The truth is simpler, starker: every society rests upon the bowed backs of farmers. They are the uncelebrated linchpin holding civilization together, performing work so fundamental we’ve forgotten to see it.

Their labor defies romanticism. Farming is not some bucolic idyll; it is mathematics written in mud and sweat. A farmer must be gambler and scientist, prophet and laborer – calculating risks against fickle weather, coaxing growth from stubborn soil, fighting entropy itself just to keep the fields productive. One missed frost, one unseen blight, and a year’s work vanishes. Meanwhile, they’re patronized by 5-days-a-week urbanites who’ve never dug a ditch, who speak of ‘sustainability’ between takeaway lattes, who’d starve in a week if the lorries stopped running.

And for what?

To watch agribusiness conglomerates and supermarket oligarchs siphon away the profits? To hear deadbeat politicians lecture them about ‘efficiency’ while folding to trade deals that undercut their livelihoods? To be treated as quaint relics in a world that venerates guff videos on TikTok?

There’s more, much more in the piece, and I urge you all to read it.


There’s unexpected humor, too.  This from Country Life:

And of course, there’s property:

…a snip, at only $120,000 a year rental.

Dept. Of Righteous Shootings

…and in today’s story, a reminder:  “Never Bring An Axe To A Gunfight“:

In Duplin County, NC an alleged intruder trying to break through a back door with an axe died after homeowners opened fire, shooting him numerous times.  Deputies arrived on scene to find David Bradley White “lying on his back at the bottom of some steps with multiple gunshot wounds.”  White was pronounced dead at the scene.

“Numerous times” heheheheh….

And as this happened in rural North Carolina, the cops patted the shooters on the back, thanked them for saving the cost of a trial, rolled up the late choirboy and stuck him in the trunk, and left.

Amen, Kid

I can understand  an Olde Phartte  someone from my generation banging on about how the Yoof Of Today are hopeless wankers when it comes to education and being taught in the classroom.  (And yes, I use the word “wanker” in its most appropriate sense, as you will see later.)

But when a 26-year-old teacher gets all ranty on the above topic… well.

“These kids don’t know how to read,” she says flatly. “Because they’ve had things read to them, or they can just click a button and have something read out loud. Their attention spans are waning. Everything is high stimulation. They can scroll in less than a minute.”

[Referring-expression pointing data]
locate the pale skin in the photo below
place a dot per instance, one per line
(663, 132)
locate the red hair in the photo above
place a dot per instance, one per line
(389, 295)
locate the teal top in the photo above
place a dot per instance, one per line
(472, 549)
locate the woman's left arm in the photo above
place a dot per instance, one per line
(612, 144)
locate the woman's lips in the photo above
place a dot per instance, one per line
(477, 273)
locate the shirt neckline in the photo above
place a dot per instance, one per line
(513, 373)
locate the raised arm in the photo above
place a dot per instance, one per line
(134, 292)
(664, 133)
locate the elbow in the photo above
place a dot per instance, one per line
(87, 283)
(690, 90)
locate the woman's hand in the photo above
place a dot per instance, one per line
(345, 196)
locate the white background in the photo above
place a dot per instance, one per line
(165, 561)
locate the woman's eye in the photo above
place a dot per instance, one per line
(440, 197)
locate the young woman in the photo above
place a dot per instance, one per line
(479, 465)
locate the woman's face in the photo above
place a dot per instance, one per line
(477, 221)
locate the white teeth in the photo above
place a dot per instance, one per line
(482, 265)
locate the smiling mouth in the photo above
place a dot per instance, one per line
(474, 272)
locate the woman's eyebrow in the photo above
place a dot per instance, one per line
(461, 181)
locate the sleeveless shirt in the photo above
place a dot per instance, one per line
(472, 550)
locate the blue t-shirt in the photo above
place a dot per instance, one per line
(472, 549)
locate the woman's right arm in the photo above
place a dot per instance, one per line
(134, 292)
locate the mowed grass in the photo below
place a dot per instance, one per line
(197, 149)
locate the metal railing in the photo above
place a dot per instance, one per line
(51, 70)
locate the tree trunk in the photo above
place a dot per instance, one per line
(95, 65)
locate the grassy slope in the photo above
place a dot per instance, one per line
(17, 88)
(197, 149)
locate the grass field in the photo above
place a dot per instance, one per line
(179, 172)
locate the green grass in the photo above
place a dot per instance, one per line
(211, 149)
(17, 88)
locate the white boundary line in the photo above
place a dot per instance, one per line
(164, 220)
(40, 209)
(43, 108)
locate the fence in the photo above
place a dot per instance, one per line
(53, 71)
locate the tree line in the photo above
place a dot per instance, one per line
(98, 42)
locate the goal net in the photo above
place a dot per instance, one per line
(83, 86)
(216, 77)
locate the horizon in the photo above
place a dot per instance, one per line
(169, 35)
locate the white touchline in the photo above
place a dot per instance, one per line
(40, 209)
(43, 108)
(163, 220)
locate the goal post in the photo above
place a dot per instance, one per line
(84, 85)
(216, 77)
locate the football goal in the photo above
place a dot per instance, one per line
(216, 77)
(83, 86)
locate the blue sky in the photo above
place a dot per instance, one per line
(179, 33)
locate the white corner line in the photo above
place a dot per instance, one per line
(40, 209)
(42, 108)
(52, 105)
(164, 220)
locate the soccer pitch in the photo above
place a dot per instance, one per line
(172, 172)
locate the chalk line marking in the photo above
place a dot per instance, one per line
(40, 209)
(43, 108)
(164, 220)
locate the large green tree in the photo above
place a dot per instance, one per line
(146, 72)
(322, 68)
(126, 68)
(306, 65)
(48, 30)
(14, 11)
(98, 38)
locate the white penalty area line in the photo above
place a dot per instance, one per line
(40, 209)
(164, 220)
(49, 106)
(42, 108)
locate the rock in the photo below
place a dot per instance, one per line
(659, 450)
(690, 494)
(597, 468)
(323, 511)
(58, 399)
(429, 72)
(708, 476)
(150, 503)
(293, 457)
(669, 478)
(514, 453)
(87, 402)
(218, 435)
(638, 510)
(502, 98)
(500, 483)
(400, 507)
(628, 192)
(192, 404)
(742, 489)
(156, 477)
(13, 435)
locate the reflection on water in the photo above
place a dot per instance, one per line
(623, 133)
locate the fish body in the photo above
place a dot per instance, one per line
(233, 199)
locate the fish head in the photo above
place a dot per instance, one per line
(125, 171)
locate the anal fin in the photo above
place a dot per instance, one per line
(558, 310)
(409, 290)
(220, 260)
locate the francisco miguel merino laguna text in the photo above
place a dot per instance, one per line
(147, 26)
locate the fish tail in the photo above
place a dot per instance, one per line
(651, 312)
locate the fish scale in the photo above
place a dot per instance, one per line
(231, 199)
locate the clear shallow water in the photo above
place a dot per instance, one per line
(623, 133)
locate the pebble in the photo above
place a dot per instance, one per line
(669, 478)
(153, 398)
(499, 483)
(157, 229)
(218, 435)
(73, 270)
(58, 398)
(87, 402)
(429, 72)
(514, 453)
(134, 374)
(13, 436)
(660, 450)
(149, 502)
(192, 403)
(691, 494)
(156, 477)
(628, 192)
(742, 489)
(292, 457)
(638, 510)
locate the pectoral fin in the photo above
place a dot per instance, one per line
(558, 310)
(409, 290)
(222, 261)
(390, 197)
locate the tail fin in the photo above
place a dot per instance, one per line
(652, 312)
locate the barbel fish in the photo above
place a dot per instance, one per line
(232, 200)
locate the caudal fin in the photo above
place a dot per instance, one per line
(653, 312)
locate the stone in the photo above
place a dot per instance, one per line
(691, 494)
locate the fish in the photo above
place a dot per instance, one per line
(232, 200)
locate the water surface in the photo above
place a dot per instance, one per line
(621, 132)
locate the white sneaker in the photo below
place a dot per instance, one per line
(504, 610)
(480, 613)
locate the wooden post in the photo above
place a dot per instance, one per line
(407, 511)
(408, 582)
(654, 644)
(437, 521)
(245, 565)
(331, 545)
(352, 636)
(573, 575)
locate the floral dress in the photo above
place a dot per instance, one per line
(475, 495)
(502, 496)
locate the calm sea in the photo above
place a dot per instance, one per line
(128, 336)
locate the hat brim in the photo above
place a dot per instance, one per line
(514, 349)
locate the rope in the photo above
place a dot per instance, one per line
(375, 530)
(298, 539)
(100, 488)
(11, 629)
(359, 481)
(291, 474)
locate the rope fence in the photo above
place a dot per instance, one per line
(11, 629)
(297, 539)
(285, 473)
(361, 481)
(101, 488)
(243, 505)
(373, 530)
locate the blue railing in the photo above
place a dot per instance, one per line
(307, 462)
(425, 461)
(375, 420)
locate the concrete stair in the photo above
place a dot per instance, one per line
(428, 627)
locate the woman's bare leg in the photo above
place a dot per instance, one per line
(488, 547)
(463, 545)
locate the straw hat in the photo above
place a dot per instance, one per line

_TASK REQUIREMENTS_.
1. Write out the stretch of the blog post from "And for what?" through "to read it.", word for word.
2. Write what comes next in the blog post, starting right after its final sentence.

_SOLVED TASKS_.
1.
And for what?

To watch agribusiness conglomerates and supermarket oligarchs siphon away the profits? To hear deadbeat politicians lecture them about ‘efficiency’ while folding to trade deals that undercut their livelihoods? To be treated as quaint relics in a world that venerates guff videos on TikTok?

There’s more, much more in the piece, and I urge you all to read it.

2.
And:

Teenagers who refuse to write even a paragraph, who throw tantrums when asked to handwrite an assignment, who beg to ‘just type it’ – not to save time or effort but to copy and paste answers from the internet or use AI to do the thinking for them.

She believes the behavior of her high schoolers is only part of the problem. What worries her is the sense that this generation, raised on screens, simply doesn’t care about anything whether it be learning, literacy or even the basics of society.

“They don’t care about making a difference in the world. They don’t care how to write a resume or a cover letter. They just have these devices in their hands that they think will get them through the rest of their life.

“They want to use [technology] for entertainment. They don’t want to use it for education.”

Hence my use of the term “wankers”:  self-pleasuring little wastrels.

Her solution?

“I think we need to cut off technology from these kids probably until they go to college,” she says. “Call me old-fashioned, but I just want you to look at the test scores. Look at the literacy rates. Look at the statistics. From when students didn’t use technology… to now.

“If you can’t read and you don’t care to read… you’re never going to have real opinions. You’ll never understand why laws and government matter. You’ll never know why you have the right to vote.”

By George… I think she’s got it.  And I repeat:  this isn’t some Olde Phartte like me;  she’s Gen Z, FFS.  And if someone in that group is starting to despair about the future generation…

She’s quitting teaching.  At age 26.

Somebody somewhere needs to give her a job — in a proper school, run as she describes it — because this is a lovely seed just waiting to grow.  She shouldn’t be wasted, because gawd knows there aren’t that many like her.